■ **Extracted information**
[Start]
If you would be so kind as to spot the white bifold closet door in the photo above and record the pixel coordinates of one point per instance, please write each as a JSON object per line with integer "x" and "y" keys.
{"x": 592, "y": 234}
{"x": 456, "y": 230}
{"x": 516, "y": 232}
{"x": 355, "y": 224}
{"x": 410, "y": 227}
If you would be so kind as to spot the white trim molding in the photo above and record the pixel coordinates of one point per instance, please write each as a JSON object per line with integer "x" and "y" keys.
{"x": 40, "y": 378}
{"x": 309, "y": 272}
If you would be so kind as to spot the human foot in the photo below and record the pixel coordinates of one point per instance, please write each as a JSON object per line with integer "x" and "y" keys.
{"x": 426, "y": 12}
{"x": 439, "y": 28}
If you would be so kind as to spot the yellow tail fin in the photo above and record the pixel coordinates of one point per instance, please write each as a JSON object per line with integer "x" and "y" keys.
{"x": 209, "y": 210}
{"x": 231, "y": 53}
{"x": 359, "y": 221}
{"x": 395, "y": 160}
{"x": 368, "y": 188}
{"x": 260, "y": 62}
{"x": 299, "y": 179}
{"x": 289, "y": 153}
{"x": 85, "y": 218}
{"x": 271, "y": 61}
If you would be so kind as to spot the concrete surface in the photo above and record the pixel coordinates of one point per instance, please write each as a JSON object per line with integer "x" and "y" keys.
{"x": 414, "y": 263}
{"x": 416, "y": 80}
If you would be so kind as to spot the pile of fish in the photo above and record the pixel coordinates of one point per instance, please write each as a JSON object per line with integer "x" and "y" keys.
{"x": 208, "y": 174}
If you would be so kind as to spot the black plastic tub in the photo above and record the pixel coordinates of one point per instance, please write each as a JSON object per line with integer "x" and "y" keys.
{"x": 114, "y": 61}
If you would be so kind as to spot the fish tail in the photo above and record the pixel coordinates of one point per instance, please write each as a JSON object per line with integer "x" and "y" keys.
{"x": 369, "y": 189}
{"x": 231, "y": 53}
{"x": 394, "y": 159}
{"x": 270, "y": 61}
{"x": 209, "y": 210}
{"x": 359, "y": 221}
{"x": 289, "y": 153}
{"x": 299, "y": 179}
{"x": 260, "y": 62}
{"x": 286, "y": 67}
[End]
■ **Goal**
Format everything from the line containing "If you would be so kind as to spot the pile" down to the final line above as a numbered list, omitting any blank lines.

■ **Output**
1. If you would be so kind as to spot the pile of fish in the photo above and record the pixel coordinates of one point per instance, please write each as a JSON object per line with integer "x" and "y" keys.
2. {"x": 208, "y": 174}
3. If you would be so kind as to spot the black plastic tub in the photo above and record the pixel coordinates of one point per instance, please write each as a JSON object per line with integer "x" and "y" keys.
4. {"x": 114, "y": 61}
5. If you would be so kind as to spot the fish tail in the photo above and record the pixel coordinates of one point per instance, please write each as a JSON object per line with integer "x" and "y" keys.
6. {"x": 369, "y": 189}
7. {"x": 231, "y": 53}
8. {"x": 394, "y": 159}
9. {"x": 270, "y": 61}
10. {"x": 209, "y": 210}
11. {"x": 359, "y": 221}
12. {"x": 289, "y": 153}
13. {"x": 299, "y": 179}
14. {"x": 260, "y": 62}
15. {"x": 286, "y": 67}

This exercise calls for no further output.